[start Quoted passage]
Freak Power 2000

FROM PACK SQUARE IN THE middle of town, Morrison was walking down Lexington toward the Mystic Coffee place at the bottom of the hill, passing kids who every day, all day long, took the same walk from Pack to Lexington, down Lexington, back up to Pack, trudging along, maybe dropping into one of the hippie shops or pausing in front of an antiques shop long enough to start flipping out the owners. He wore his customary tiedye T-shirt, his Oakley shades, his baggy jeans. As usual, he was stoned. He opened the door to the Mystic and loped toward the back through a haze of clove-cigarette smoke. A kid on a couch called, “Hey, Ukiah, man, how’s the election going?”
Morrison blinked in the middle of the room. A soft blond girl named Heather was filing away on the kid’s fingernails. The kid’s knees were bouncing up and down, a riot of motion, but the rest of him was zonked and wiped out, like the rest of most everybody else in the place.
“No, man,” said Morrison, “that already happened. I already lost the primary.”
“Oh. Sorry, dude.”
Morrison shrugged. He’d got 249 votes, finished next to last in a field of eighteen. Not a bad haul, he thought, and pretty outstanding for a freak who didn’t spend more on his campaign than the five-dollar filing fee. But it would have been better if, two weeks before the vote, the cops hadn’t shown up at his friend Eve’s and hauled him downtown to place him under arrest. It was around 10:30 A.M., and somebody had apparently tipped off Wlos-13, a local TV station, because its camera was waiting for his arrival.
What viewers saw on the midday news was candidate Morrison, his face cut up and bandaged, and his right eye a swollen purple and green blob of gore. He was in handcuffs. He felt sure that the spectacle cost him votes.
“Yeah, well.” Morrison shrugged again and smiled his shy, appealing smile.
Heather said she would have voted for him if only she had remembered to vote. “You know where the kids are coming from,” she said. “You’re naked. And you can totally talk to the naked guy.”
Morrison tipped his head and said, “Be well,” which is how he always left it with people. “Be well.” He got something to drink and went back up Lexington, past Pack Square, with its shimmering reflecting pool and its needle-nosed granite monument, and down the hill on Biltmore toward the Blue Moon Bakery, where he used to work. He eased along. His voice was soft and lilting, in a Southern-cracker sort of way.
He had run a remarkably honest and forthright campaign, he said. Primarily, he had championed two issues. He wanted to see adult businesses get more of a fair shake in town, but mostly he wanted the city of Asheville to legalize pot. He had a vision of what this could mean. “Just think about it,” he said. “If you corner the market in the city limits and make it so you can buy pot here, everybody’s going to show up, drop off their money and leave — but not before paying a $3.50 tax on every single gram sold, and that tax is going to stay at the municipal level. You sell a lot of fucking grams, y’all going to make a lot of fucking money.”
[end Quoted passage]
[start Data]
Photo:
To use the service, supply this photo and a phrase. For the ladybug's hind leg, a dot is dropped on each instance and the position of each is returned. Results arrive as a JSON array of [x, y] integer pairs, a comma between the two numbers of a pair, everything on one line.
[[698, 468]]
[end Data]
* Exercises
A. Answer these from the Freak Power 2000 piece:
(i) How many votes did Morrison get in the primary?
(ii) Which local TV station had a camera waiting when he arrived after his arrest?
(iii) How much tax per gram did he want the city to charge on pot?
B. Write the next part of the Freak Power 2000 piece, starting right after its last sentence.
The material shown here comes from a different source than the Freak Power 2000 piece.

* Results for the exercise
A.
(i) 249
(ii) Wlos-13
(iii) $3.50

B.
He paused at a red light, then crossed over onto Pack Square and nodded at the big blinking neon sign that advertises the science center inside the Pack Place building. Walking underneath it, he said, “I don’t think it’s a good idea to be trying to lure people to take their eyes off the road right in the center of town. Somebody once threw a rock in it. I was glad for that. Very glad.” Had he been elected, that sign is something he probably would have dealt with. He would also have tried to help out the elevator operators inside City Hall. “Thing is, they’re not allowed to wear pants. Have to wear a skirt. Well, you walk in, they’re sitting, waiting to take somebody up, and you see right up their damn dresses. That’s wrong. It makes them uncomfortable. But nothing they can do about it. It’s the policy.” And then he’d probably try to legislate against the kind of lady he once saw driving, holding a cell phone and feeding her baby, all at the same time.
“I hate that,” he said, strolling through his town.
“Anyway,” he went on, “there’s a lot of shit I pay attention to. I think. I remember. I worry about the condition society is in. I’ve made a lot of mistakes in my life, that’s why I know so much. Certain things are not right. And I’m here trying to change a little bit of that.”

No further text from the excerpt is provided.